Exercices proposés:
• a. Répondez brièvement à ces questions sur la critique de film ci-dessous :
(i) Quel personnage le film met-il particulièrement en valeur ?
(ii) Dans quelle région montagneuse se déroulent les élucubrations décrites ?
(iii) Avec quelles images la vie banale montrée par le film est-elle en contradiction ?
• b. Mettez à jour le passage de la critique de film ci-dessous qui commence par « La brume et » et se termine par « ce terrible conflit. », en remplaçant « atmosphère » par « ambiance ».
• c. D'après la critique de film ci-dessous, pourquoi le film se perd-il dans son atmosphère éthérée et malsaine ? Répondez en une à trois phrases.

Texte source:
──────────

Une vision glauque et glaciale du cercle hitlérien. Les plus hauts dignitaires nazis y semblent tous hors des réalités, apparemment pour mieux y maintenir le Führer. On n'est pas obligé d’adhérer totalement à ce point de vue mais force est de constater qu'il n'en est pas moins saisissant. Il montre bien à quel point la folie peut tout consumer, malgré sa bonhomie apparente, dès qu'elle entre en relation avec le pouvoir. Le personnage mystérieux, forcément tragique, qu'est Eva Braun est particulièrement mis en valeur dans ce film et apporte un regard nouveau sur le chancelier du IIIe Reich. Il rend Hitler aussi vulnérable que terrifiant, pathétique que sinistre ; tel un enfant par trop cruel, terré qu'il est dans son repaire alpin.
La brume et le Führer
Malheureusement le film se perd dans son atmosphère éthérée et malsaine, n'ayant souvent pas grand chose d'autre à proposer une fois la folie dissociative des puissants de ce régime gangréné montrée. Une grande partie de son intérêt réside dans le contraste entre ce que montre ce film et l'image de la Seconde Guerre mondiale, telle qu'elle nous est restée, et forcément plus triviale que les élucubrations de quelques déments ou cyniques au milieu des Alpes bavaroises. Cette vie banale, calme, ennuyeuse, champêtre même, est bien évidemment en totale contradiction avec les images de bombardements et de massacres qui nous restent de ce terrible conflit.
Une question reste cependant posée, en suspens ; mais qui est Adolf Hitler ?

──────────

Données fournies:
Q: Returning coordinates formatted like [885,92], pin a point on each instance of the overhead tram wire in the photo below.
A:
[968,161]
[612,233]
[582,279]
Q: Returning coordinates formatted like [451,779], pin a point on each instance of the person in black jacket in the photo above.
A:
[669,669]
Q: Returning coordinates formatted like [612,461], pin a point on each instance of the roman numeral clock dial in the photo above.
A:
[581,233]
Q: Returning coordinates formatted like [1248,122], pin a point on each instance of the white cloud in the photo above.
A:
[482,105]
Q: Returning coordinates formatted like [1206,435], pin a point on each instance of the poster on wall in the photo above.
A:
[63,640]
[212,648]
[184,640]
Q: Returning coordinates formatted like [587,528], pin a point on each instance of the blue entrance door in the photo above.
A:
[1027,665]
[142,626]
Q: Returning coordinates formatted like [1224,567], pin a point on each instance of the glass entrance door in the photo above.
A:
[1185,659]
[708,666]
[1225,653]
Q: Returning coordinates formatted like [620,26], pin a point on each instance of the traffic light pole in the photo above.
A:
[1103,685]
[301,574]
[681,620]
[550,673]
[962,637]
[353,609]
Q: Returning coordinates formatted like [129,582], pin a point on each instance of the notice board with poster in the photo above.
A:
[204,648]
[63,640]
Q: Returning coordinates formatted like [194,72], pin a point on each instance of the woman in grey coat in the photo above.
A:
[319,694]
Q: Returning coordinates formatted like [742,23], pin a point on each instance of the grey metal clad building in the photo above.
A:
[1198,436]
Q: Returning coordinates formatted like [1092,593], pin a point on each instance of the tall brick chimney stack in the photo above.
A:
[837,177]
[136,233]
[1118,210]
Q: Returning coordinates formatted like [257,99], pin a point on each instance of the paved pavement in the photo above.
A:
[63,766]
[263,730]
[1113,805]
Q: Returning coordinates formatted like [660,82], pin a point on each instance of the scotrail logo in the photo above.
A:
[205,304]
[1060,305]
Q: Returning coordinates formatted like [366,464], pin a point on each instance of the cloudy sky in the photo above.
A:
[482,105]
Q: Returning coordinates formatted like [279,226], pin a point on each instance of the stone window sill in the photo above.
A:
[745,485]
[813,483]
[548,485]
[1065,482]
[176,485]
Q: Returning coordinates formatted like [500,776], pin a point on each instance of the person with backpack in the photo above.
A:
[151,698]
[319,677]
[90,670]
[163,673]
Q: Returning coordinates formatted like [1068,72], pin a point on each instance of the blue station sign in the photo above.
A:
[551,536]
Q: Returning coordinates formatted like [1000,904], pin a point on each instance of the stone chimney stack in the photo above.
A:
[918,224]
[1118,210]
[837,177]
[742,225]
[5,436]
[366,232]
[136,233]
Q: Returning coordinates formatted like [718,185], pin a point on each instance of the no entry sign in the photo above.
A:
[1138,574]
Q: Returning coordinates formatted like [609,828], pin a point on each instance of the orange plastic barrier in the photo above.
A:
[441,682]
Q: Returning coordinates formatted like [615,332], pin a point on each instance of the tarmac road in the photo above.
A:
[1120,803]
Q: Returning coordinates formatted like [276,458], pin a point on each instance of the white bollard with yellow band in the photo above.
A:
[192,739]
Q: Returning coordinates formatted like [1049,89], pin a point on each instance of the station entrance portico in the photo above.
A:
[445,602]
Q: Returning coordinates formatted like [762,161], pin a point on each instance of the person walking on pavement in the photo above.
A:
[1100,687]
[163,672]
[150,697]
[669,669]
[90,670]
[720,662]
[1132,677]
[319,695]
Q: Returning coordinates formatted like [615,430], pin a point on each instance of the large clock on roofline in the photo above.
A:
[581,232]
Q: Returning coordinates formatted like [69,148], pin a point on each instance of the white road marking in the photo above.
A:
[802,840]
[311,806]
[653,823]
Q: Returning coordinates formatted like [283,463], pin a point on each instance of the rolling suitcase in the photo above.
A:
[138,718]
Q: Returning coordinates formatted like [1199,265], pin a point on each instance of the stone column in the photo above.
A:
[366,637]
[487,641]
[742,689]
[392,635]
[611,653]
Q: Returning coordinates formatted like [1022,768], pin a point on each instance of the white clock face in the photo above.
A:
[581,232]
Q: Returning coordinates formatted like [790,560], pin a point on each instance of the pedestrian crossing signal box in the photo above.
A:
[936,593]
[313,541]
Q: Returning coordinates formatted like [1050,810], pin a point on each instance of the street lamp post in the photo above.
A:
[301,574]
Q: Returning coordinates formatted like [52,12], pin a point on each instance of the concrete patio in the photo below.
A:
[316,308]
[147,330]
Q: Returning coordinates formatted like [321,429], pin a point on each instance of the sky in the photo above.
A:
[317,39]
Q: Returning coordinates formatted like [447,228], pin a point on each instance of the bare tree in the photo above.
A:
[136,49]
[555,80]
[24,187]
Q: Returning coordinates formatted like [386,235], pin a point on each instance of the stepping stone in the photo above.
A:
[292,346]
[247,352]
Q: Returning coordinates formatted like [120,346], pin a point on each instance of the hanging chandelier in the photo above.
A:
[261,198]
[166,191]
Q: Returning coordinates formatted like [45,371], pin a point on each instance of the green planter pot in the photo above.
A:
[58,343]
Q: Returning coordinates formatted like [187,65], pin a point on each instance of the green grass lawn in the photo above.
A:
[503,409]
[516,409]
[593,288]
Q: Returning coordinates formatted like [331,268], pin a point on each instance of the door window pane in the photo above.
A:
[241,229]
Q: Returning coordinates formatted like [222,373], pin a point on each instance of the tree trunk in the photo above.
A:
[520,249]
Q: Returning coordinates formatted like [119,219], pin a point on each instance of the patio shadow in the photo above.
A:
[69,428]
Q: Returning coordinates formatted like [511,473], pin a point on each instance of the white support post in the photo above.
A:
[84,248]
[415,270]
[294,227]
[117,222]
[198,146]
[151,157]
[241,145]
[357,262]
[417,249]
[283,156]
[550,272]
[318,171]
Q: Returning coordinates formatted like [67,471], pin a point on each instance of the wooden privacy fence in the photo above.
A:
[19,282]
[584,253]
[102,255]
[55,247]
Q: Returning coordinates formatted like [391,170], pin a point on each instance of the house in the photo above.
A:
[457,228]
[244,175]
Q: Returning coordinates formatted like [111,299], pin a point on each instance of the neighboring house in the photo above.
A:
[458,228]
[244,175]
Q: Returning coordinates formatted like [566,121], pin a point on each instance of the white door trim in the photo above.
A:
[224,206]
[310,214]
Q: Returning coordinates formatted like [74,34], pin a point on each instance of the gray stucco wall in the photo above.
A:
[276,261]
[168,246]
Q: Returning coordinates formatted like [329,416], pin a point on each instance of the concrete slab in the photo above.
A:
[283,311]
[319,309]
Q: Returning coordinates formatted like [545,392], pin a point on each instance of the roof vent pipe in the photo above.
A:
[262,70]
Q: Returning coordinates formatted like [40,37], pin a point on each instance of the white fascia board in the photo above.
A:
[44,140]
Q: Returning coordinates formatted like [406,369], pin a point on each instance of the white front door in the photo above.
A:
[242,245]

──────────

Corrigé des exercices:
• a.
(i) Eva Braun.
(ii) Les Alpes bavaroises.
(iii) Avec les images de bombardements et de massacres qui restent de la Seconde Guerre mondiale.

• b.
La brume et le Führer
Malheureusement le film se perd dans son ambiance éthérée et malsaine, n'ayant souvent pas grand chose d'autre à proposer une fois la folie dissociative des puissants de ce régime gangréné montrée. Une grande partie de son intérêt réside dans le contraste entre ce que montre ce film et l'image de la Seconde Guerre mondiale, telle qu'elle nous est restée, et forcément plus triviale que les élucubrations de quelques déments ou cyniques au milieu des Alpes bavaroises. Cette vie banale, calme, ennuyeuse, champêtre même, est bien évidemment en totale contradiction avec les images de bombardements et de massacres qui nous restent de ce terrible conflit.

• c. Une fois qu'il a montré la folie dissociative des puissants de ce régime gangréné, le film n'a souvent pas grand-chose d'autre à proposer.